■ **SET PROBLEM**
Send back the records in full, character for character.

## BEGIN DATASET ROWS

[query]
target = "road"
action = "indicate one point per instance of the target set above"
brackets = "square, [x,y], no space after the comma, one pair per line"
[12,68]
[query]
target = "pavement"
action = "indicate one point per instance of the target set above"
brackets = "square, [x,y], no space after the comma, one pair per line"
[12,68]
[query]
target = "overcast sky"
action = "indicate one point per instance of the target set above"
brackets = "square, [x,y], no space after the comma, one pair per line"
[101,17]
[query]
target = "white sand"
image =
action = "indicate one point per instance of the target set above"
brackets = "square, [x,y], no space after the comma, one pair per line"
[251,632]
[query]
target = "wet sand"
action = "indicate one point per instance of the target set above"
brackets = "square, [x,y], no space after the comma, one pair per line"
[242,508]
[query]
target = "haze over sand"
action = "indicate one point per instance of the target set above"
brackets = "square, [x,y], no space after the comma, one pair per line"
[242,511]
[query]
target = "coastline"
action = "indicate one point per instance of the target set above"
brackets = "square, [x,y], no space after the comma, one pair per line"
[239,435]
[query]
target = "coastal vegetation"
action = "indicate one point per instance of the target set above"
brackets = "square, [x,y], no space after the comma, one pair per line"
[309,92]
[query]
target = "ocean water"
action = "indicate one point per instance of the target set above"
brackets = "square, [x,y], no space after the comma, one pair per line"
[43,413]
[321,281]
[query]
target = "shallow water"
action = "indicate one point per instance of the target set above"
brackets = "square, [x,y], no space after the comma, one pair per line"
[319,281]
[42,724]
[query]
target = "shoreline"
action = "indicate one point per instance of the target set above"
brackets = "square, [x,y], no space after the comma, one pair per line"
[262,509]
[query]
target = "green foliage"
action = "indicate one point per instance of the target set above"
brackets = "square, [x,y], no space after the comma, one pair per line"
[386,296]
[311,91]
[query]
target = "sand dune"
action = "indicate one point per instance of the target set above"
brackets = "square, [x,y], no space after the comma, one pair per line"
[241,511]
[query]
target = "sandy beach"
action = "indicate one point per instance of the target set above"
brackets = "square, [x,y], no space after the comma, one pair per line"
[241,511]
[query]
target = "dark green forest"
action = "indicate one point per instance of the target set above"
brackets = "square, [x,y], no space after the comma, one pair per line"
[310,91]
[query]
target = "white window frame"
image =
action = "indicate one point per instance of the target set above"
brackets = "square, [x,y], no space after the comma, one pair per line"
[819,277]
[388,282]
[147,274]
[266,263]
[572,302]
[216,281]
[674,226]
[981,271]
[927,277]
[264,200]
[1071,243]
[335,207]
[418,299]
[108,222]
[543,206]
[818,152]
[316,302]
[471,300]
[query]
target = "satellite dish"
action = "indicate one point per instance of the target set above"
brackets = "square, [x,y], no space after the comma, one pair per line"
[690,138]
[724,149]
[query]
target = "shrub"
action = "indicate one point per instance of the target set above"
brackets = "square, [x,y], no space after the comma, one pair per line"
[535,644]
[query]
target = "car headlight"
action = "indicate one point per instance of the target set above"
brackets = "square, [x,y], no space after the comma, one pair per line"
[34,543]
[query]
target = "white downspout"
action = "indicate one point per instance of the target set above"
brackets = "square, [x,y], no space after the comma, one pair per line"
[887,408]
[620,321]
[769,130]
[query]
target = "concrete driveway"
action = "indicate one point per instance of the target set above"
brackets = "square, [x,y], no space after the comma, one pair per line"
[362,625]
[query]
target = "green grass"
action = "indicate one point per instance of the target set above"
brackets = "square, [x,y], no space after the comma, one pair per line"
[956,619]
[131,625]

## END DATASET ROWS

■ **WRITTEN SOLUTION**
[query]
target = "road"
action = "indicate one point per instance of the target set above"
brackets = "square, [x,y], no space after the comma, one pair per line"
[12,68]
[query]
target = "pavement"
action = "indicate one point per instance of the target set above"
brackets = "square, [x,y], no space after the comma, one pair per line"
[12,68]
[query]
target = "overcast sky"
action = "indicate one point per instance of the target set above"
brackets = "square, [x,y], no space after the comma, one pair per line"
[101,17]
[query]
target = "white sand"
image =
action = "indicate one point per instance of the target set above"
brackets = "square, [x,y], no space after the comma, one pair per line"
[251,632]
[query]
target = "wet sand"
action = "indicate one point per instance of the target set above"
brackets = "square, [x,y], no space after the comma, one pair per line"
[242,508]
[query]
target = "haze over sand"
action = "indicate one point per instance of the target set above"
brackets = "square, [x,y], no space after the comma, one pair per line"
[242,511]
[query]
target = "coastline"
action = "indicate one point per instance of the target set above"
brackets = "square, [x,y], no space after the comma, one pair per line"
[239,435]
[query]
target = "coastal vegetation"
action = "indicate one point per instance of the target set above"
brackets = "square, [x,y], no space after the comma, one pair per line"
[309,92]
[query]
target = "ocean water"
action = "indicate one point per instance of the target set above"
brackets = "square, [x,y], no space after the comma, one pair per line"
[43,413]
[321,281]
[query]
target = "shallow water"
action = "indicate one point per instance of the target set above"
brackets = "square, [x,y], no space after the comma, one pair per line"
[319,281]
[42,724]
[query]
target = "shoreline"
action = "indicate one point per instance of the target set above"
brackets = "square, [x,y], no space after the comma, one pair per line"
[262,509]
[query]
target = "green foliage"
action = "indicate one point per instance of the target set above"
brackets = "square, [x,y], no space after the comma, one pair per line"
[386,296]
[311,91]
[query]
target = "sand dune"
action = "indicate one point per instance of the target set above"
brackets = "square, [x,y], no space after the comma, one pair per line"
[241,511]
[query]
target = "sandy beach"
action = "indicate one point per instance of the target set above"
brackets = "square, [x,y], no space after the comma, one pair per line"
[241,511]
[query]
target = "dark green forest"
action = "indicate one point per instance of the target set above"
brackets = "square, [x,y], no space after the comma, one pair per line"
[310,91]
[query]
target = "white window frame"
image =
action = "indicate one point per instance of the target set above"
brackets = "square, [x,y], no space after the comma, one pair per line"
[819,277]
[388,282]
[147,274]
[266,263]
[572,302]
[216,281]
[674,226]
[981,271]
[927,277]
[264,200]
[1071,243]
[335,207]
[418,299]
[108,222]
[543,206]
[818,152]
[316,302]
[471,300]
[query]
target = "satellite dish"
action = "indicate one point per instance of the target set above"
brackets = "square, [x,y], no space after the comma, one pair per line"
[690,138]
[724,149]
[query]
target = "shrub"
action = "indicate one point per instance of the target set above"
brackets = "square, [x,y], no space after the comma, one pair per line"
[535,644]
[query]
target = "car headlight"
action = "indicate one point per instance of the target set above"
brackets = "square, [x,y], no space after the comma, one pair per line"
[34,543]
[query]
target = "white downspout"
action = "indicate one point per instance of the target set above"
brackets = "square, [x,y], no space after the comma, one pair per line"
[887,408]
[620,321]
[769,130]
[query]
target = "concrete driveway"
action = "indicate one point per instance of the target set above"
brackets = "square, [x,y], no space after the comma, one pair per line"
[362,625]
[query]
target = "green grass"
action = "indicate one point per instance of the target set above"
brackets = "square, [x,y], no space after the comma, one pair per line"
[956,619]
[131,625]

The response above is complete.